Coordinate labeling data:
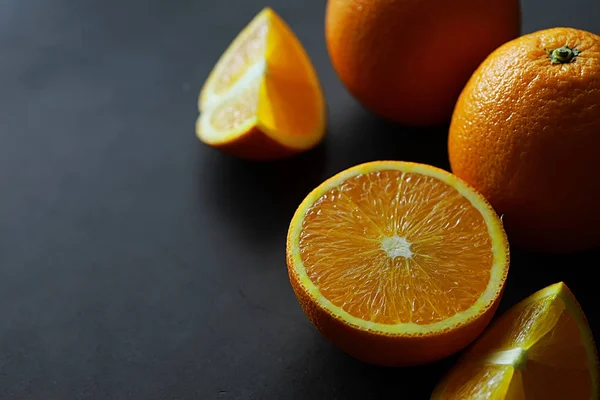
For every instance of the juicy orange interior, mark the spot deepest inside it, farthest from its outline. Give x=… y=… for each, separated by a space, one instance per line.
x=552 y=361
x=394 y=247
x=237 y=61
x=237 y=110
x=285 y=97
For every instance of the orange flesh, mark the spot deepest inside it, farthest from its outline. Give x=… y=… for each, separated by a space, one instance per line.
x=233 y=113
x=250 y=51
x=285 y=99
x=556 y=364
x=393 y=247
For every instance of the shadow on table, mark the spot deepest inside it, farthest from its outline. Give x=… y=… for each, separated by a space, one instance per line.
x=325 y=372
x=361 y=136
x=259 y=198
x=530 y=272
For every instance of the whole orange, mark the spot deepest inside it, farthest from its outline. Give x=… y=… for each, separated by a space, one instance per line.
x=526 y=134
x=407 y=60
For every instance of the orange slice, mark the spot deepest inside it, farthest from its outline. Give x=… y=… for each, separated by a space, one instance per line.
x=263 y=99
x=542 y=348
x=397 y=263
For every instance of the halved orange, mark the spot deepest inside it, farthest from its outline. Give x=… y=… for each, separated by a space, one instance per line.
x=263 y=99
x=542 y=348
x=397 y=263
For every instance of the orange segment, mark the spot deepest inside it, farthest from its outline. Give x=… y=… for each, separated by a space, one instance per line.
x=543 y=344
x=263 y=99
x=399 y=255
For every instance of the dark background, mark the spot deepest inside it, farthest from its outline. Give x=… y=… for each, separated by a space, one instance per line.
x=137 y=263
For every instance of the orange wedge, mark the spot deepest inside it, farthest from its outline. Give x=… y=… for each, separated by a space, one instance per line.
x=263 y=99
x=397 y=263
x=542 y=348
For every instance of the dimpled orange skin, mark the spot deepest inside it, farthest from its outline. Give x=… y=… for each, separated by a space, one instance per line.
x=526 y=134
x=407 y=60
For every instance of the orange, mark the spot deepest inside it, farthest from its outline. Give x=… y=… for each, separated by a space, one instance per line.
x=526 y=134
x=263 y=99
x=542 y=348
x=397 y=263
x=408 y=60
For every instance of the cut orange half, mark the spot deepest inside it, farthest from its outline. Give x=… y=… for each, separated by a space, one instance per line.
x=542 y=348
x=263 y=99
x=397 y=263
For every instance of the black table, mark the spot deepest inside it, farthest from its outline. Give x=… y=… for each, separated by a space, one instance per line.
x=136 y=263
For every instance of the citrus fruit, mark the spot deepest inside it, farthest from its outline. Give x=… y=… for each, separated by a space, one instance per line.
x=408 y=60
x=542 y=348
x=397 y=263
x=526 y=134
x=263 y=99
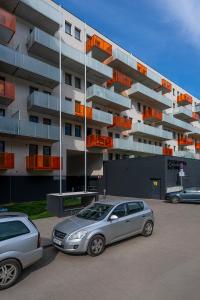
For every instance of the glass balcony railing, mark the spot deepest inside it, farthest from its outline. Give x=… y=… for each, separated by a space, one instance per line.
x=105 y=96
x=29 y=129
x=24 y=66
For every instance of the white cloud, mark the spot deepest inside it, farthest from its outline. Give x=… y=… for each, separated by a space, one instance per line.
x=185 y=15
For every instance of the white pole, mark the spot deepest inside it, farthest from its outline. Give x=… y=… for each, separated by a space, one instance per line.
x=85 y=110
x=60 y=105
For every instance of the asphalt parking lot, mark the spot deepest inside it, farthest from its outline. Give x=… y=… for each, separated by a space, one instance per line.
x=165 y=266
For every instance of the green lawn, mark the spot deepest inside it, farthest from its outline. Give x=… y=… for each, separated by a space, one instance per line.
x=37 y=209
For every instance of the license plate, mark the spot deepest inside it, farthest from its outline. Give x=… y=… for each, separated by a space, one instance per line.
x=57 y=242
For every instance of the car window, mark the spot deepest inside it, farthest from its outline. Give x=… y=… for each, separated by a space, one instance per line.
x=134 y=207
x=120 y=211
x=12 y=229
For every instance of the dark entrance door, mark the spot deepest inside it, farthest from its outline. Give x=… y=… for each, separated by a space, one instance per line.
x=155 y=188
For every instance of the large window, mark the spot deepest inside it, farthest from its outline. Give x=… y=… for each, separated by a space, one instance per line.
x=9 y=230
x=68 y=78
x=77 y=130
x=68 y=28
x=68 y=129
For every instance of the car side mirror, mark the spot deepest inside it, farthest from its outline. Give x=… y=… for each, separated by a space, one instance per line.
x=113 y=218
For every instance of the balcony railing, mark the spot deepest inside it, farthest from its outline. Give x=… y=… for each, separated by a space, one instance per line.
x=7 y=92
x=7 y=160
x=80 y=111
x=7 y=26
x=120 y=81
x=167 y=151
x=184 y=99
x=185 y=141
x=99 y=47
x=152 y=115
x=99 y=141
x=122 y=123
x=42 y=163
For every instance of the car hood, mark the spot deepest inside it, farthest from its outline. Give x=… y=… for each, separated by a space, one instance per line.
x=73 y=224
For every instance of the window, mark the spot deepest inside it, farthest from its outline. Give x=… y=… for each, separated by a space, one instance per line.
x=68 y=99
x=46 y=121
x=120 y=211
x=110 y=156
x=2 y=112
x=77 y=83
x=77 y=34
x=2 y=146
x=12 y=229
x=77 y=130
x=33 y=149
x=33 y=119
x=134 y=207
x=68 y=28
x=47 y=150
x=32 y=89
x=68 y=129
x=68 y=78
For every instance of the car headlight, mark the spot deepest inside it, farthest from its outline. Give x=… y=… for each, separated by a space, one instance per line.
x=78 y=235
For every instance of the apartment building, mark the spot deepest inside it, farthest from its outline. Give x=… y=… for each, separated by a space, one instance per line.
x=132 y=110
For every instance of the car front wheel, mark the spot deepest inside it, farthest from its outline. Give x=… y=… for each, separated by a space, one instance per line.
x=10 y=271
x=96 y=245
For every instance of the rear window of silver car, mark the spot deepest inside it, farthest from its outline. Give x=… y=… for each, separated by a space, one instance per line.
x=11 y=229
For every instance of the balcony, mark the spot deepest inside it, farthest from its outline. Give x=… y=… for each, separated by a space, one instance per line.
x=80 y=111
x=152 y=116
x=26 y=129
x=46 y=46
x=28 y=68
x=129 y=65
x=147 y=131
x=99 y=141
x=99 y=48
x=121 y=123
x=7 y=26
x=184 y=99
x=7 y=161
x=172 y=123
x=149 y=97
x=120 y=82
x=37 y=12
x=128 y=145
x=42 y=163
x=108 y=98
x=167 y=151
x=7 y=92
x=185 y=141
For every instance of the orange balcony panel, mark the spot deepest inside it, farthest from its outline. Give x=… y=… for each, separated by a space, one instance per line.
x=184 y=99
x=7 y=92
x=167 y=151
x=7 y=161
x=80 y=111
x=122 y=123
x=166 y=86
x=99 y=48
x=152 y=116
x=99 y=141
x=142 y=69
x=7 y=26
x=185 y=141
x=120 y=81
x=42 y=163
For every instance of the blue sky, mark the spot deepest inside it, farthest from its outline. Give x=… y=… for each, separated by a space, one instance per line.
x=163 y=33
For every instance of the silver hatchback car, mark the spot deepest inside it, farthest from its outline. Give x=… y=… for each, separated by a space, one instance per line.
x=103 y=223
x=19 y=246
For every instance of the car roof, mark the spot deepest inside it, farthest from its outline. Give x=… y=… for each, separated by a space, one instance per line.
x=12 y=215
x=117 y=201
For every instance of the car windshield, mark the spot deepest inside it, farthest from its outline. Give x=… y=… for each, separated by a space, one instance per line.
x=96 y=212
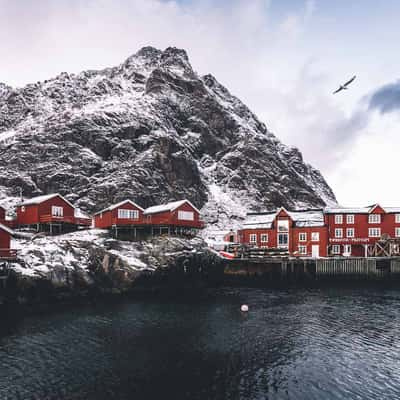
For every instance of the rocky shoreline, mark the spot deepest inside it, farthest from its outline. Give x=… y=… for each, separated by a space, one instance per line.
x=86 y=265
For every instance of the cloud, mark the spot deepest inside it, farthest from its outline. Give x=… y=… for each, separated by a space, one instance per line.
x=283 y=59
x=386 y=99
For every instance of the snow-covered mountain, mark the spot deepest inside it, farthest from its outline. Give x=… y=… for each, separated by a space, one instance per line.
x=153 y=130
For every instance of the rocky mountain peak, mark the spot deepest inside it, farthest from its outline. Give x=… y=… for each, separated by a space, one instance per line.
x=152 y=130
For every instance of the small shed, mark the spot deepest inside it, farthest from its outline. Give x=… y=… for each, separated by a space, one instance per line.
x=180 y=214
x=49 y=212
x=5 y=243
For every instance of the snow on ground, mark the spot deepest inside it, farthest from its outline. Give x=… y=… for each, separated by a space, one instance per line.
x=48 y=255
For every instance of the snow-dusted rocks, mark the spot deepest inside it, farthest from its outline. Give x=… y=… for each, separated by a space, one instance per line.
x=151 y=130
x=90 y=259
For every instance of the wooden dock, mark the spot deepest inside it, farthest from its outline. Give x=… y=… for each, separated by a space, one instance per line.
x=309 y=269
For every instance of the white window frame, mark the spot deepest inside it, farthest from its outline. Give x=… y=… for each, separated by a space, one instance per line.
x=374 y=218
x=374 y=232
x=336 y=249
x=57 y=211
x=348 y=234
x=185 y=215
x=338 y=219
x=283 y=225
x=125 y=213
x=315 y=236
x=302 y=250
x=253 y=238
x=281 y=245
x=302 y=236
x=345 y=248
x=338 y=233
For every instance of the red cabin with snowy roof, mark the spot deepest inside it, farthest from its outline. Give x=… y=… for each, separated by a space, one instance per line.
x=6 y=253
x=123 y=214
x=51 y=210
x=178 y=214
x=355 y=231
x=300 y=233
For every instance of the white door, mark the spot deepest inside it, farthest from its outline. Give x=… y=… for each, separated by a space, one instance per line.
x=315 y=250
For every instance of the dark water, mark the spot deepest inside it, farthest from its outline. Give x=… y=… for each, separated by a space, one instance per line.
x=320 y=344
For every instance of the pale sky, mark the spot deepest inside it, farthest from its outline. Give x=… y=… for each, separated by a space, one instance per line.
x=283 y=58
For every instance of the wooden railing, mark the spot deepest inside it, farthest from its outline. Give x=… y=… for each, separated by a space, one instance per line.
x=53 y=218
x=179 y=223
x=8 y=254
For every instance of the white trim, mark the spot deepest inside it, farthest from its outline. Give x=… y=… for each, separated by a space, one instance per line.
x=42 y=199
x=7 y=229
x=121 y=203
x=302 y=249
x=347 y=250
x=315 y=237
x=350 y=230
x=127 y=213
x=338 y=219
x=375 y=206
x=374 y=232
x=372 y=217
x=302 y=236
x=251 y=237
x=337 y=235
x=57 y=211
x=169 y=207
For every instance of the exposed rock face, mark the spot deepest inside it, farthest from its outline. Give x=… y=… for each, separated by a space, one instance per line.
x=153 y=130
x=90 y=261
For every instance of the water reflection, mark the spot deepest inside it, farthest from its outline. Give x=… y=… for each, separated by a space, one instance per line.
x=331 y=344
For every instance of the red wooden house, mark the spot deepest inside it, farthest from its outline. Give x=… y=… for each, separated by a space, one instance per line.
x=300 y=233
x=49 y=212
x=125 y=214
x=178 y=216
x=355 y=231
x=6 y=253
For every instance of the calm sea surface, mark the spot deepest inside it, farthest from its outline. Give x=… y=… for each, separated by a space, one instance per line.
x=297 y=344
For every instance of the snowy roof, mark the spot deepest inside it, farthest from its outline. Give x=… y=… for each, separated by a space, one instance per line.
x=359 y=210
x=392 y=209
x=116 y=205
x=80 y=214
x=42 y=199
x=306 y=218
x=7 y=229
x=168 y=207
x=262 y=220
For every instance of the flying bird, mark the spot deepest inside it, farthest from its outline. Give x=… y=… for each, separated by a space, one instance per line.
x=344 y=86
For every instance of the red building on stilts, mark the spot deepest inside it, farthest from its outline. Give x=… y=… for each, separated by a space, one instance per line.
x=175 y=217
x=123 y=216
x=6 y=253
x=51 y=213
x=358 y=232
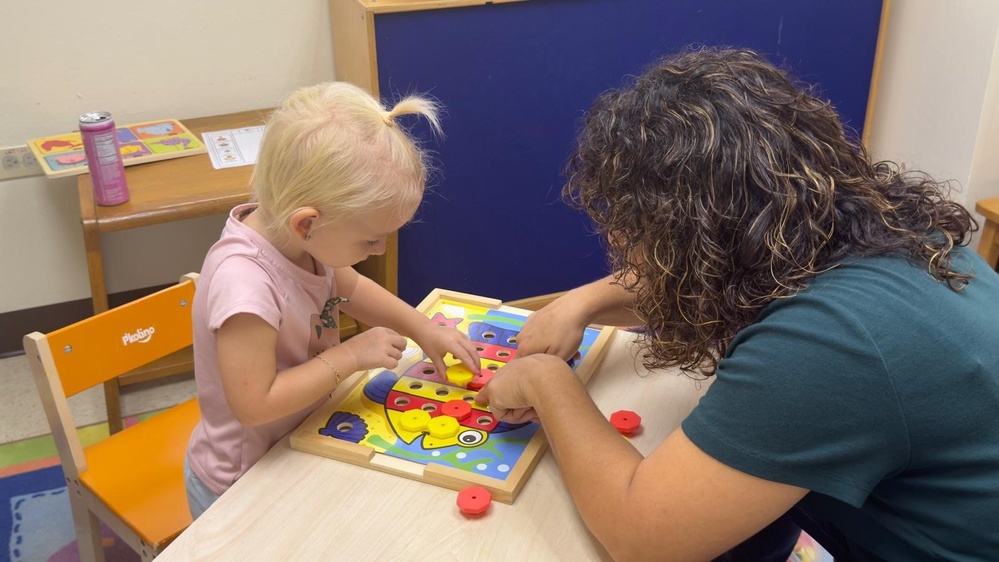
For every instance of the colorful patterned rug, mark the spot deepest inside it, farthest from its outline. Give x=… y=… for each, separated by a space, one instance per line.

## Work required:
Only the lines from the line with "For every instance of the snowy" to the end of the records should be repeated, exactly and without pictures.

## Exercise solution:
For every instance of the snowy roof, mark the spot deepest inside it, farthest from its outline. Give x=… y=… for each, separated by a space, one instance per line.
x=359 y=210
x=392 y=209
x=116 y=205
x=80 y=214
x=42 y=199
x=306 y=218
x=7 y=229
x=168 y=207
x=262 y=220
For every instance of the flying bird, mark the spot deepest inside it, farthest from its outline. Give x=… y=… for each, separated by a space, one instance per line.
x=344 y=86
For every instance of the red building on stilts, mark the spot deepest inside it, farthest from its outline. Give x=… y=… for each, separated by a space, one instance per line.
x=175 y=217
x=123 y=216
x=6 y=253
x=51 y=213
x=358 y=232
For every instance of the colorful patterned rug, mark the spot deepest inside it, farthest from its outline. Give x=… y=… for each, separated by a space, one instance per line.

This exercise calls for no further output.